TASK PROMPT:
Pull out every line below holding the word "lamp".

+ + + + + + +

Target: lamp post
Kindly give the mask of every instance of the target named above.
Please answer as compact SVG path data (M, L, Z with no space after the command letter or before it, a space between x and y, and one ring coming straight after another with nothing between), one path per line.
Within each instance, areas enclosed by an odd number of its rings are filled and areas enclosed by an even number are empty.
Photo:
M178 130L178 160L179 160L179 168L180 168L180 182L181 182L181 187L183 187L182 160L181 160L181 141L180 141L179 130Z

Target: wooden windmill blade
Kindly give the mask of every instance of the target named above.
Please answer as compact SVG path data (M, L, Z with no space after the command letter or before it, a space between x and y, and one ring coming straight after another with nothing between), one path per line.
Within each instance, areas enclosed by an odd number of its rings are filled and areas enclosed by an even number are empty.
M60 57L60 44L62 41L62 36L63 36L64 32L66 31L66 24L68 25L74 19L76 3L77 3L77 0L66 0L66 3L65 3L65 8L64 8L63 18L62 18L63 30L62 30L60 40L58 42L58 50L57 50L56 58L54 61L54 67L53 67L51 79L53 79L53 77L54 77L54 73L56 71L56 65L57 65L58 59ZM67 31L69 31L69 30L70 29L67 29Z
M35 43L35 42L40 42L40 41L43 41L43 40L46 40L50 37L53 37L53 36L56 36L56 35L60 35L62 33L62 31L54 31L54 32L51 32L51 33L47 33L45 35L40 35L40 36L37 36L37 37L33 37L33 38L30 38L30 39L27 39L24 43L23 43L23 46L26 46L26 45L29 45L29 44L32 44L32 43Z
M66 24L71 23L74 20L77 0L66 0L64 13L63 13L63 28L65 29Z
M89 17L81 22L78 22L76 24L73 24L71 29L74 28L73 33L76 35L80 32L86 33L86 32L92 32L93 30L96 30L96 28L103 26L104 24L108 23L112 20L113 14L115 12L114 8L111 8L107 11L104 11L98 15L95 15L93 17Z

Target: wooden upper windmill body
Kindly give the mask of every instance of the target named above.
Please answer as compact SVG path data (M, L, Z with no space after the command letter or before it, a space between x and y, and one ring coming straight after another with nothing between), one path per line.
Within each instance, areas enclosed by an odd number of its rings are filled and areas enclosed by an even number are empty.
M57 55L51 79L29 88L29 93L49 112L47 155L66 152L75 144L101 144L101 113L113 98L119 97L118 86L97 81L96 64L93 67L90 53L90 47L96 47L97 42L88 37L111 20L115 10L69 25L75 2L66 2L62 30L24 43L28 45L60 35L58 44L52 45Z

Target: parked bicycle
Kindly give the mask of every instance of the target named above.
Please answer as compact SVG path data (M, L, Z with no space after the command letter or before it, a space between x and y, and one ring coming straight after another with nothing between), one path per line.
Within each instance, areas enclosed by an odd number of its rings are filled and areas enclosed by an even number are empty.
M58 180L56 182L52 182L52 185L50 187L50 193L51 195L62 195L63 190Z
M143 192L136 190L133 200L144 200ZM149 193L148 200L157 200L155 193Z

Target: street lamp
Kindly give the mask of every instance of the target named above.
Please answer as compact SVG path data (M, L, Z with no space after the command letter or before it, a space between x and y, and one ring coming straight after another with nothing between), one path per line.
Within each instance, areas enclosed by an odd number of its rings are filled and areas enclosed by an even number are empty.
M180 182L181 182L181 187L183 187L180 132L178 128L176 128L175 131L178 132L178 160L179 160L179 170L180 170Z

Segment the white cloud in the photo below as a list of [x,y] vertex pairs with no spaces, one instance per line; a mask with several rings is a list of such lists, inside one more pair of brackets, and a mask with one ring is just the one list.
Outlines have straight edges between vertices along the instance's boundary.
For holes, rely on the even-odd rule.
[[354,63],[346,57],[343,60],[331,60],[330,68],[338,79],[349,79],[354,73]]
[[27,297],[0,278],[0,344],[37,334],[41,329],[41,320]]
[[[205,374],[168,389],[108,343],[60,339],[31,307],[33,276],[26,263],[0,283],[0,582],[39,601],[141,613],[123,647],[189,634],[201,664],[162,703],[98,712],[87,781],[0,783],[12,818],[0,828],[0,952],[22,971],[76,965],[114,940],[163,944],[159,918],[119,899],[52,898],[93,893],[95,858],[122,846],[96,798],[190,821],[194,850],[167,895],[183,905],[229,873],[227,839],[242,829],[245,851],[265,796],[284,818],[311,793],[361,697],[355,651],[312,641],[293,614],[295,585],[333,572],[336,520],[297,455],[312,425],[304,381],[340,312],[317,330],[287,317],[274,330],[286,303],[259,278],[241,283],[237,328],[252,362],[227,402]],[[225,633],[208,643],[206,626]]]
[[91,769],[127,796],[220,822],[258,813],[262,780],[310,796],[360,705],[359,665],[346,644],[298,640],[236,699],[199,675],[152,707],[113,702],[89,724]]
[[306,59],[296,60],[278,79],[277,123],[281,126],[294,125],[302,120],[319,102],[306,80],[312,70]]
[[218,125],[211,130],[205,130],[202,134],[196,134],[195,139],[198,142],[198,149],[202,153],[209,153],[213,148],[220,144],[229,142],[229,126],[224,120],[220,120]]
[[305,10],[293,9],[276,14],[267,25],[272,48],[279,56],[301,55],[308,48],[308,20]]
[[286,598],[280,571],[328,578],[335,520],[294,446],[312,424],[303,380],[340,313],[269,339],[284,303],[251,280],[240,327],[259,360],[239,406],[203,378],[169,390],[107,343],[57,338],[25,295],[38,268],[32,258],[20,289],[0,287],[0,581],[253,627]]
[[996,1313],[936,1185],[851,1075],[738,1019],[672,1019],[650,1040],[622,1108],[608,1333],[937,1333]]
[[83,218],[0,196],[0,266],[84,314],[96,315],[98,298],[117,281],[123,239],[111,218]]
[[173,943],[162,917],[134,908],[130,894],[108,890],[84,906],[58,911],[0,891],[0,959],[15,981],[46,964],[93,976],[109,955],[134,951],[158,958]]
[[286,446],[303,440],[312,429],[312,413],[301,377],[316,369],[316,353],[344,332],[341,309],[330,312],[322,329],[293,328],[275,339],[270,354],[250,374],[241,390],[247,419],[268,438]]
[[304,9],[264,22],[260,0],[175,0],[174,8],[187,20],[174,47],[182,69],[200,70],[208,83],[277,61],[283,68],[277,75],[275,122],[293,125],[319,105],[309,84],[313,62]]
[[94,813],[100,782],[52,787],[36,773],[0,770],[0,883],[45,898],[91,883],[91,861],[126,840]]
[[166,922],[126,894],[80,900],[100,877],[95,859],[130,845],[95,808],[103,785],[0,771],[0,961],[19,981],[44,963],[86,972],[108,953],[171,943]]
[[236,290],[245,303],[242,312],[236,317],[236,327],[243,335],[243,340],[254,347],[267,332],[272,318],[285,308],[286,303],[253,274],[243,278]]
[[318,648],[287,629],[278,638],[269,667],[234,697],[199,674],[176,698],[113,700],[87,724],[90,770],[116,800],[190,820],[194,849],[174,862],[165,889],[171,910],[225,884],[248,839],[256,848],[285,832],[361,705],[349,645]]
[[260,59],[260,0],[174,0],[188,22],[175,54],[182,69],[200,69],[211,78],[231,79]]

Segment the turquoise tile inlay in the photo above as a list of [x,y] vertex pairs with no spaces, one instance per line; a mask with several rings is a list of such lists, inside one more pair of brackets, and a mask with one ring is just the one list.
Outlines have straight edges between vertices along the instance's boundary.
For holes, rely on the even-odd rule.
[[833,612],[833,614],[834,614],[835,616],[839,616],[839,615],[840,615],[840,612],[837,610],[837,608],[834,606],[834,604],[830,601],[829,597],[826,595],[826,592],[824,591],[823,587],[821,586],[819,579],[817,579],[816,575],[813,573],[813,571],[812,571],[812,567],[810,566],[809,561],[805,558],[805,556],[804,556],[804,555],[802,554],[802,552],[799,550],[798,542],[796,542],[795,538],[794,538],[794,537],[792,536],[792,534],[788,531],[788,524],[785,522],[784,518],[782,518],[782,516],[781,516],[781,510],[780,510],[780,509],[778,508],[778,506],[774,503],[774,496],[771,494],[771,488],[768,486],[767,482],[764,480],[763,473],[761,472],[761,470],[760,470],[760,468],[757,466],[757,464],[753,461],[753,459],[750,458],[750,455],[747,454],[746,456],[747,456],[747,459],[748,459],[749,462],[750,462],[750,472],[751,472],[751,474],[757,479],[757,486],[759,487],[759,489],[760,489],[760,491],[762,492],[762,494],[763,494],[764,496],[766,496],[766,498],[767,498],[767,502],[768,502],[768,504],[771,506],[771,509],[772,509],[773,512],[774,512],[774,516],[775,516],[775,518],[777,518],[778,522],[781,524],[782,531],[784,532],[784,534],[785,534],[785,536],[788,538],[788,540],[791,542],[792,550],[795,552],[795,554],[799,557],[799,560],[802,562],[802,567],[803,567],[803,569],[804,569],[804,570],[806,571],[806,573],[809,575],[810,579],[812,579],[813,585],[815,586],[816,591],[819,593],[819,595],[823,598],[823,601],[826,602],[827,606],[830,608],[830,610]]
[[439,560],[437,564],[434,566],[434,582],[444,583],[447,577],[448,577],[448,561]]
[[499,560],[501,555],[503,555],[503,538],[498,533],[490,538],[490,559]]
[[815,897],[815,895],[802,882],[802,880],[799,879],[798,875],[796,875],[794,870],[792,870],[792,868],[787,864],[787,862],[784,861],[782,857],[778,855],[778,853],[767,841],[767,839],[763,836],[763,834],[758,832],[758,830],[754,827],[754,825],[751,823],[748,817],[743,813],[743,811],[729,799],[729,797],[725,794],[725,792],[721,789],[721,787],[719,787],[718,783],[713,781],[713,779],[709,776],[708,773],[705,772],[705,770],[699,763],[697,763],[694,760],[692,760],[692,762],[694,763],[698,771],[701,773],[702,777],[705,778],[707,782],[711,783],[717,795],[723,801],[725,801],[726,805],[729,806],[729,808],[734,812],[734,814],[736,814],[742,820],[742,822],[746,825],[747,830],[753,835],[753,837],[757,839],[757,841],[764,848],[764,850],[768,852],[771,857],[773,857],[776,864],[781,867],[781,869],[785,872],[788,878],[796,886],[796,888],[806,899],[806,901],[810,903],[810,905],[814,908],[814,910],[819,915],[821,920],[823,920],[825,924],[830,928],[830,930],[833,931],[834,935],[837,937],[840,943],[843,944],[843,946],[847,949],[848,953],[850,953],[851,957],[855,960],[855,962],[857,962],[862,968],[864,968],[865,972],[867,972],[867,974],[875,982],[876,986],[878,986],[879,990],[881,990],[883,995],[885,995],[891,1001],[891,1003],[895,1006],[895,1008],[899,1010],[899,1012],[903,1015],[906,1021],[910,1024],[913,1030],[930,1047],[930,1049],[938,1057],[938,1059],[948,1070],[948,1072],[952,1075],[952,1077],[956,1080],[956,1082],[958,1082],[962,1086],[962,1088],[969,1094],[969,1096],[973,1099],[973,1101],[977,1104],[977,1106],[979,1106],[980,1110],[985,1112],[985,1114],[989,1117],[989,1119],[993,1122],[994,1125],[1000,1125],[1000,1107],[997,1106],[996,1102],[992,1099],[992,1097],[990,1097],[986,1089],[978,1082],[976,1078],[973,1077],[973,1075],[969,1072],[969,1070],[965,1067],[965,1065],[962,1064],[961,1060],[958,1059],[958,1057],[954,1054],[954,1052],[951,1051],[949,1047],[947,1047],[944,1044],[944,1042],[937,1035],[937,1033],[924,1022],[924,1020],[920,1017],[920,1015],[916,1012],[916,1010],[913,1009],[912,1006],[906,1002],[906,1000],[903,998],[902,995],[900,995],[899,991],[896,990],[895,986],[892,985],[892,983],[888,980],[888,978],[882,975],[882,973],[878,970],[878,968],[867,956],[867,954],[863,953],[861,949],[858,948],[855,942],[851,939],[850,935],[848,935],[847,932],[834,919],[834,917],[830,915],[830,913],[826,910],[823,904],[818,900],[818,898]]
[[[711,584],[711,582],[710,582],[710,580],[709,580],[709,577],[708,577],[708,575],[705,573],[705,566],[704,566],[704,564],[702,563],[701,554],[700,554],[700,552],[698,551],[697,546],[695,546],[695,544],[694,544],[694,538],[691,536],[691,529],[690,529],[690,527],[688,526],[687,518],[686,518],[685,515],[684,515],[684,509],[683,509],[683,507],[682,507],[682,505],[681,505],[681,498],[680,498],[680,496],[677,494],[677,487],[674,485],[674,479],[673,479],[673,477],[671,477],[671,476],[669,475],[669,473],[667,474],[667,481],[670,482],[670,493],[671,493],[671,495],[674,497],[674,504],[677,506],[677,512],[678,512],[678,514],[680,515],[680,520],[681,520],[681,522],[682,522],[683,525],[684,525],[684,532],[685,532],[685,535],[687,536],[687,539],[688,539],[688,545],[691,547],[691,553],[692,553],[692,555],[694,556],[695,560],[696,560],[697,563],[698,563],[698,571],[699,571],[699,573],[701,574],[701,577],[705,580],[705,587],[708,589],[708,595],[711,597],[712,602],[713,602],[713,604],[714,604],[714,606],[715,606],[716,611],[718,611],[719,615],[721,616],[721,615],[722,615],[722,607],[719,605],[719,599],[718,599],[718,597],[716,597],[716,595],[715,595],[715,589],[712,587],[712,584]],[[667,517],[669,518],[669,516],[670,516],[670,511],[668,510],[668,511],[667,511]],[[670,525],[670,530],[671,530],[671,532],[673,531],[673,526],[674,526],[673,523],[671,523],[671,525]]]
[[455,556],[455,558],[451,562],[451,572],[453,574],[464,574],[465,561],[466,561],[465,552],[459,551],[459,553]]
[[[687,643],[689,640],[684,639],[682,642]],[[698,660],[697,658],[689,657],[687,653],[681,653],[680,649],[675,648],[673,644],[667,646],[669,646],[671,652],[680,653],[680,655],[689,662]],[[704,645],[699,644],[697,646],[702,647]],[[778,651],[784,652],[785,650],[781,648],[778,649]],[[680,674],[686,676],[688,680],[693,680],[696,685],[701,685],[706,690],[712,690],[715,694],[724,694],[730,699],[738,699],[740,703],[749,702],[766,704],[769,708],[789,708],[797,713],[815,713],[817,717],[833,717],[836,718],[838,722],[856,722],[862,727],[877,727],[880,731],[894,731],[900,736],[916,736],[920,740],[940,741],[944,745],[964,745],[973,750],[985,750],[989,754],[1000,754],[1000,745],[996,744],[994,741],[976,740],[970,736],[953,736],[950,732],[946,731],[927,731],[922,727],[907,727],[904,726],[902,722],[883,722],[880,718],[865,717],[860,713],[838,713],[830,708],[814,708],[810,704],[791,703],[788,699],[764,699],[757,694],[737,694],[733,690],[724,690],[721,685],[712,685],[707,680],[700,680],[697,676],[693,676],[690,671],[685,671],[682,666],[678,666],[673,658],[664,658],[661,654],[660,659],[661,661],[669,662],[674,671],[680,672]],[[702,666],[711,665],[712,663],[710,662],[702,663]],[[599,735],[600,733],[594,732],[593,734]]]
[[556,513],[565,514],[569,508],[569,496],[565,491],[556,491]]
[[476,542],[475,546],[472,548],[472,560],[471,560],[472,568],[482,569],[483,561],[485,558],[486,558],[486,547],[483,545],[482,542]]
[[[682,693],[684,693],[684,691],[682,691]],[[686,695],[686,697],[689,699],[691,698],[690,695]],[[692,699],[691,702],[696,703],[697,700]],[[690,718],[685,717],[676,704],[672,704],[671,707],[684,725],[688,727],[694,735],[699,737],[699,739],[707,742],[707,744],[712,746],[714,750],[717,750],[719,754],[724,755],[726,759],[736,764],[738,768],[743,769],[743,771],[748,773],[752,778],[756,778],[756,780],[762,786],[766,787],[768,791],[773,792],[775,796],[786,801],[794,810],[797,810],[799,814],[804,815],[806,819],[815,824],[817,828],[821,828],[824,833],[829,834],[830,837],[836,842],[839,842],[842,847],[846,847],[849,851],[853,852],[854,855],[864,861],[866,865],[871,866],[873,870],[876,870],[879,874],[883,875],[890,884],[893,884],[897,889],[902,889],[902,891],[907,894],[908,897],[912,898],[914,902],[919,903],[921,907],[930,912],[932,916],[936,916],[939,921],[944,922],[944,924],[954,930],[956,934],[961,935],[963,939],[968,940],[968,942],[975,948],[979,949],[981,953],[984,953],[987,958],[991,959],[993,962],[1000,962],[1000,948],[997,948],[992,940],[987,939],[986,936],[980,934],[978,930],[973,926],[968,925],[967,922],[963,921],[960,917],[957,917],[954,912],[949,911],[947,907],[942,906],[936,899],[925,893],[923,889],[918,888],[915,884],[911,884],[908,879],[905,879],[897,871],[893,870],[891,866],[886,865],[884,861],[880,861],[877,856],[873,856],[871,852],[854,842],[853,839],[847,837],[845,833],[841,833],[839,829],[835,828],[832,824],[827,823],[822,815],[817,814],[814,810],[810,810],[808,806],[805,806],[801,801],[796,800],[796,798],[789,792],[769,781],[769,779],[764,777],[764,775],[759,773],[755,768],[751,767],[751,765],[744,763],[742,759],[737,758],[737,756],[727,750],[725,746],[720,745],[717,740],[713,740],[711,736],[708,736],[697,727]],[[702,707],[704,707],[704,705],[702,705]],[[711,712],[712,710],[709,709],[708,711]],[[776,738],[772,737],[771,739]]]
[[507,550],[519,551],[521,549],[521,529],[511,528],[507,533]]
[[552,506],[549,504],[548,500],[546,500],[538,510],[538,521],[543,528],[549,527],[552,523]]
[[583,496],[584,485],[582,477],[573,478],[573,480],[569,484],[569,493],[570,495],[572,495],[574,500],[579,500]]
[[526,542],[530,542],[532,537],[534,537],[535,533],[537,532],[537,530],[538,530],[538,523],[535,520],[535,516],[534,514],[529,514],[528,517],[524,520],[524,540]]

+ + + + + + +

SOLUTION FOR THIS TASK:
Target: lamp post
Target: street lamp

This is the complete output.